→ PROBLEMAS A RESOLVER:
A. Responda a estas perguntas sobre o acórdão:
(i) Que tribunal é indicado como origem do processo?
(ii) Quem é o 1º Adjunto?
(iii) Segundo o ponto II, de que deixou de depender a consideração dos factos essenciais que sejam complemento ou concretização dos alegados?
B. Reproduza sem alterações o trecho do acórdão que começa em "II- A grande" e termina em "pode ser oficiosa.".

→ SECÇÃO DO DOCUMENTO:
---
Acórdão nº 3596/12.0TJVNF.P1 de Court of Appeal of Porto (Portugal), 15 de Setembro de 2014
Magistrado Responsável | MANUEL DOMINGOS FERNANDES |
Data da Resolução | 15 de Setembro de 2014 |
Emissor | Court of Appeal of Porto (Portugal) |
Processo nº 3596/12.0TJVNF.P1-Apelação Origem: Tribunal Judicial da Comarca de Vila Nova de Famalicão, 5º Juízo Cível Relator: Manuel Fernandes 1º Adjunto Des. Caimoto Jácome 2º Adjunto Des. Macedo Domingues Sumário: I- Tal como já acontecia no anterior CPCivil, também na actual lei processual podem na decisão, para além dos factos essenciais, que constituem a causa de pedir e aqueles em que se baseiam as excepções invocadas, alegados pela partes, ser considerados pelo juiz: a) os factos instrumentais que resultem da instrução da causa; b) os factos que sejam complemento ou concretização dos que as partes hajam alegado e resultem da instrução da causa, desde que sobre eles tenham tido a possibilidade de se pronunciar; c) os factos notórios e aqueles de que o tribunal tem conhecimento por virtude do exercício das suas funções.
II- A grande diferença em relação ao anterior Código de Processo Civil é que a consideração dos factos essenciais que sejam complemento ou concretização dos alegados não depende já de requerimento da parte interessada, isto é, a sua consideração pode ser oficiosa.
---
→ MATERIAL FORNECIDO:
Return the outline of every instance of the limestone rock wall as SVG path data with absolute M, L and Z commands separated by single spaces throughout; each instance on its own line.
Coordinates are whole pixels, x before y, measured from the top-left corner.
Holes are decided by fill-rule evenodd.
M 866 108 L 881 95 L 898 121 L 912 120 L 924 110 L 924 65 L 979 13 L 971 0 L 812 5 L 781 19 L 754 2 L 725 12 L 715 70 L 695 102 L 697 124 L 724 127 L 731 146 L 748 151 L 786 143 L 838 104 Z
---
→ RESPOSTAS DADAS:
A.
(i) O Tribunal Judicial da Comarca de Vila Nova de Famalicão, 5º Juízo Cível.
(ii) O Des. Caimoto Jácome.
(iii) De requerimento da parte interessada.

B.
II- A grande diferença em relação ao anterior Código de Processo Civil é que a consideração dos factos essenciais que sejam complemento ou concretização dos alegados não depende já de requerimento da parte interessada, isto é, a sua consideração pode ser oficiosa.